■ **TASK DIRECTIONS**: Everything from the line with "point: anvil |" to the end of the data should be restated word for word, and nothing before it.
══ GIVEN RECORDS ══
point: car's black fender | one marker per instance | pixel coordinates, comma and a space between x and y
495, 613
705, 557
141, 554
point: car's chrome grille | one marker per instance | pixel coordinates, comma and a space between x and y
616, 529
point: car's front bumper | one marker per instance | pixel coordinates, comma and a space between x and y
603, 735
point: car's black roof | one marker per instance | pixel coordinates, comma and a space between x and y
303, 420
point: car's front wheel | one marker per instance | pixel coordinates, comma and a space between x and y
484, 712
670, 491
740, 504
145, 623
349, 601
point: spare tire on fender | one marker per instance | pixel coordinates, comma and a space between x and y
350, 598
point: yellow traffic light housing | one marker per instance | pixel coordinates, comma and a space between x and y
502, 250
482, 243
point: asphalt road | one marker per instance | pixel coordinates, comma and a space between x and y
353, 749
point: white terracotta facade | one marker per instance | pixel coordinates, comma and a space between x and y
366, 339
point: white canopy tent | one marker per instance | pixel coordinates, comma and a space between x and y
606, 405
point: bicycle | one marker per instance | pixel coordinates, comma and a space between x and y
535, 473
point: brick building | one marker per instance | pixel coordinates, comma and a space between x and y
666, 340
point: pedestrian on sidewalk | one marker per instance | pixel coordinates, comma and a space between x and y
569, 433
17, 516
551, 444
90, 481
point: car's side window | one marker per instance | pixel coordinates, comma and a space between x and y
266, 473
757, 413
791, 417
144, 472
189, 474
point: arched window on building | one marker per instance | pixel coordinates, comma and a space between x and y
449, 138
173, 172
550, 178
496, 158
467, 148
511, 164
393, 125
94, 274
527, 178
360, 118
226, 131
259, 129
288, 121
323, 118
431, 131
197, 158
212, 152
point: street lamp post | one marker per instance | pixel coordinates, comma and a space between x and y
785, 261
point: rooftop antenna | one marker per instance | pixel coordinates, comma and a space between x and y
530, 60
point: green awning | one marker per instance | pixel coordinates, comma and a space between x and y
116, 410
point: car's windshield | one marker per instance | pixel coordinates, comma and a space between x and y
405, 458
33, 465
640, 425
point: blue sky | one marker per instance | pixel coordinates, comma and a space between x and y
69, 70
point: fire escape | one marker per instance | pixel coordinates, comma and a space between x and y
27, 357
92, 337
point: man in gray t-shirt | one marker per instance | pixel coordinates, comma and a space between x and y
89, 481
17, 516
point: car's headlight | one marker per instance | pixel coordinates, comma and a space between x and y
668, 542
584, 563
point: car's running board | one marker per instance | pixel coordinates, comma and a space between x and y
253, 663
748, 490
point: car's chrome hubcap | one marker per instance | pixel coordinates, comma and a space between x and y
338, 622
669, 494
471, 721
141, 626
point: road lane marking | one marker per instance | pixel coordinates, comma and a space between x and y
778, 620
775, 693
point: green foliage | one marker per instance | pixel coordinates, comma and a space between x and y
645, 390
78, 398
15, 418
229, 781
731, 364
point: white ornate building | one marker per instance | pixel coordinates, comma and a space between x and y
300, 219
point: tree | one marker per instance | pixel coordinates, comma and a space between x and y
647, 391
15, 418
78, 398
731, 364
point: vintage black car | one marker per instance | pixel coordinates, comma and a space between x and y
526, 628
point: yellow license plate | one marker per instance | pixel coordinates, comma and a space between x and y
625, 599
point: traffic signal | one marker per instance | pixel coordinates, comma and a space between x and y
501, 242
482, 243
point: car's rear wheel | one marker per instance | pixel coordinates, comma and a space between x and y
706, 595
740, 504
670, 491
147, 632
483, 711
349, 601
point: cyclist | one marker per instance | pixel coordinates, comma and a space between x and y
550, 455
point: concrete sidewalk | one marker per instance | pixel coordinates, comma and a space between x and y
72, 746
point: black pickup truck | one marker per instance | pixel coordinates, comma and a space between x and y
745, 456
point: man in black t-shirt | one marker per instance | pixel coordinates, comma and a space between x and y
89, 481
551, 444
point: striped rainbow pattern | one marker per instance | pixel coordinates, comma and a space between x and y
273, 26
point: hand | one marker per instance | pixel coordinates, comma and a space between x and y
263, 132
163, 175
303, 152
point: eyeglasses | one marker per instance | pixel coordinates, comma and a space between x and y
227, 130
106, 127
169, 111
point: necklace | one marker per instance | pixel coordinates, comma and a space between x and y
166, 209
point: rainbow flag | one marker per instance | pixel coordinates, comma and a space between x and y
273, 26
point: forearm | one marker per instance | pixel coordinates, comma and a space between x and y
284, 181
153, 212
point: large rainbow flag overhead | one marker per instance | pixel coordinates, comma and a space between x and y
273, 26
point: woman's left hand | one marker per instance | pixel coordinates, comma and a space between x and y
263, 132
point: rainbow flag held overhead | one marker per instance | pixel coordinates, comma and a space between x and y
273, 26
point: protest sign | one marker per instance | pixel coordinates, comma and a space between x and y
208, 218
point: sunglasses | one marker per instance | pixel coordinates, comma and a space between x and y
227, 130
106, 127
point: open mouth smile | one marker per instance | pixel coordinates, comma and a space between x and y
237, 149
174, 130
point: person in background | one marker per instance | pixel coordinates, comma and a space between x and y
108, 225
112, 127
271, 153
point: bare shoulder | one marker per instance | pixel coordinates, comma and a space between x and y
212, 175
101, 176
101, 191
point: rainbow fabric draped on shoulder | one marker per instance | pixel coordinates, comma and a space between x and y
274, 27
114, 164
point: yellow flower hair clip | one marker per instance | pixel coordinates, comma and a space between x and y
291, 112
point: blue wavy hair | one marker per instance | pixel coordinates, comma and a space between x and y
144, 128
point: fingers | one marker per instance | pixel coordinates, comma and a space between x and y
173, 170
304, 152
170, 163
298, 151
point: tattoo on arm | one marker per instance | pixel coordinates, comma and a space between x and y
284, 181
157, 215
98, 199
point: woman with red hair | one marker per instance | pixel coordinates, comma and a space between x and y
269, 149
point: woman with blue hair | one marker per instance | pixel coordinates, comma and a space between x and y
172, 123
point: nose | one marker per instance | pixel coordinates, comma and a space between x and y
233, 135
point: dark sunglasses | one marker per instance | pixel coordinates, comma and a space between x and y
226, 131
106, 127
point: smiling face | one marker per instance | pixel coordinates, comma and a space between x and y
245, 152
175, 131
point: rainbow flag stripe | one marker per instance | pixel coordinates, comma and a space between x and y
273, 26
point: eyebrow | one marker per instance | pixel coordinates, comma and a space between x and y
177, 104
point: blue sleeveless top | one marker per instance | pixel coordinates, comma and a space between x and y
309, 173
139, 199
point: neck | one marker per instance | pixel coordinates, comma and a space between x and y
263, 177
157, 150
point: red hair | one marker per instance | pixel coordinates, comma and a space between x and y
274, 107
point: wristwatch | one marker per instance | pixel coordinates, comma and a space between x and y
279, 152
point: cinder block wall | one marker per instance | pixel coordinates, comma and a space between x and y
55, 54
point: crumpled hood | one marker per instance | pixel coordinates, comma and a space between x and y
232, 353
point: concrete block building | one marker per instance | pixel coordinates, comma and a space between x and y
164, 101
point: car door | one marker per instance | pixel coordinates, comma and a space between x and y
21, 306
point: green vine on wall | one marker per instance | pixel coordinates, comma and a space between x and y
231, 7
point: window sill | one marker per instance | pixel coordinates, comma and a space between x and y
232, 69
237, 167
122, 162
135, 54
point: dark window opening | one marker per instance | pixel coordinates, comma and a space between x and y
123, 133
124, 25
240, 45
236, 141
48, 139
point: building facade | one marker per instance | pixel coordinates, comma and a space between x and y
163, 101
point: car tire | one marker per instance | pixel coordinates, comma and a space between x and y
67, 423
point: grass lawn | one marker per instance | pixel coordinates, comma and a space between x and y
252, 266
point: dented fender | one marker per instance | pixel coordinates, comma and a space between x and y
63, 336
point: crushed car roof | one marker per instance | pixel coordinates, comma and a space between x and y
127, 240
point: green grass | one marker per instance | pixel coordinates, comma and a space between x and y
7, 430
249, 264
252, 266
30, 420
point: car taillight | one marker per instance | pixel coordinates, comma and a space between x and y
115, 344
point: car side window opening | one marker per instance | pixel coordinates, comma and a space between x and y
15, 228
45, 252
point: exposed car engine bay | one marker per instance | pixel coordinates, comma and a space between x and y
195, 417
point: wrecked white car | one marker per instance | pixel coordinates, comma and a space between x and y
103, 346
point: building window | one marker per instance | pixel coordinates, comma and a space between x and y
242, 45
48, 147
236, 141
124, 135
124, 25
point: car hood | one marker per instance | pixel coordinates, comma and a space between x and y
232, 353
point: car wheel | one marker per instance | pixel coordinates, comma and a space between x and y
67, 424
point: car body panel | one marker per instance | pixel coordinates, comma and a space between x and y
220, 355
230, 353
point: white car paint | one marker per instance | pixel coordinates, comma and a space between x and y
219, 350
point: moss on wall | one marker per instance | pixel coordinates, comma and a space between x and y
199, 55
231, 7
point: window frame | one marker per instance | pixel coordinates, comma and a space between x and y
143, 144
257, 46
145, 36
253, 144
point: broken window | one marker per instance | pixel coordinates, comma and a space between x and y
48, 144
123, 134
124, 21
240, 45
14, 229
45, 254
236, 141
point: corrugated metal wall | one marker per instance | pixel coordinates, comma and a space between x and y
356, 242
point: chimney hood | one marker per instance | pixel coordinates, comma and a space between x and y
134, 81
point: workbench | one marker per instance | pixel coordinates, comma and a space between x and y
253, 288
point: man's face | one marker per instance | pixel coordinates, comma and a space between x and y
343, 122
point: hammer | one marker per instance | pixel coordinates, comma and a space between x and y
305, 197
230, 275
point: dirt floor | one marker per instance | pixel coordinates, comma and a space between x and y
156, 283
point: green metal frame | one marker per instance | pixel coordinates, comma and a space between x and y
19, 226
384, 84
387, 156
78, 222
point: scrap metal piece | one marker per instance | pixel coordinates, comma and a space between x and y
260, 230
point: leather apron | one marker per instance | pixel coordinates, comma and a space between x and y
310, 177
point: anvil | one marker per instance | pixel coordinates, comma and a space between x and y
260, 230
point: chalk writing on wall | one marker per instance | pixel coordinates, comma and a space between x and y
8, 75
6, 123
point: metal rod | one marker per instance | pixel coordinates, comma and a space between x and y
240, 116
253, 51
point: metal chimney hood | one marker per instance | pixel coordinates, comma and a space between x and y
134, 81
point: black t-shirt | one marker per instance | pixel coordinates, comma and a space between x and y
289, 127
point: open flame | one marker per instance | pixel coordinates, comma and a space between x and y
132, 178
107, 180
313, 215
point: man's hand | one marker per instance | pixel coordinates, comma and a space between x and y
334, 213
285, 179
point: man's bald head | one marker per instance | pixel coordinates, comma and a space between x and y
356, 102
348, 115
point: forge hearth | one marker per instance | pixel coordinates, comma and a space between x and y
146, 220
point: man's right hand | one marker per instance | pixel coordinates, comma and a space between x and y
═══
■ **RESPONSE TO THE EXERCISE**:
point: anvil | one marker per instance | pixel coordinates, comma and a space between x and y
260, 230
point: chalk writing on wall | one marker per instance | pixel coordinates, comma and a space between x and y
8, 75
6, 123
point: metal rod | one marker per instance | pixel coordinates, comma and a space between x and y
240, 116
253, 51
point: metal chimney hood | one marker per instance | pixel coordinates, comma and a space between x and y
134, 81
point: black t-shirt | one marker per instance | pixel coordinates, comma and a space between x and y
289, 127
point: open flame | one marker per instance | pixel coordinates, comma and a space between x and y
132, 178
107, 180
313, 215
point: man's hand | one marker per instance | pixel coordinates, comma and a space between x and y
334, 213
285, 179
point: man's bald head | one marker per instance | pixel coordinates, comma and a space between x and y
356, 102
348, 115
point: forge hearth | one marker per instance | pixel coordinates, comma and a space between x and y
146, 220
point: man's right hand | one marker per instance | pixel coordinates, comma and a space between x and y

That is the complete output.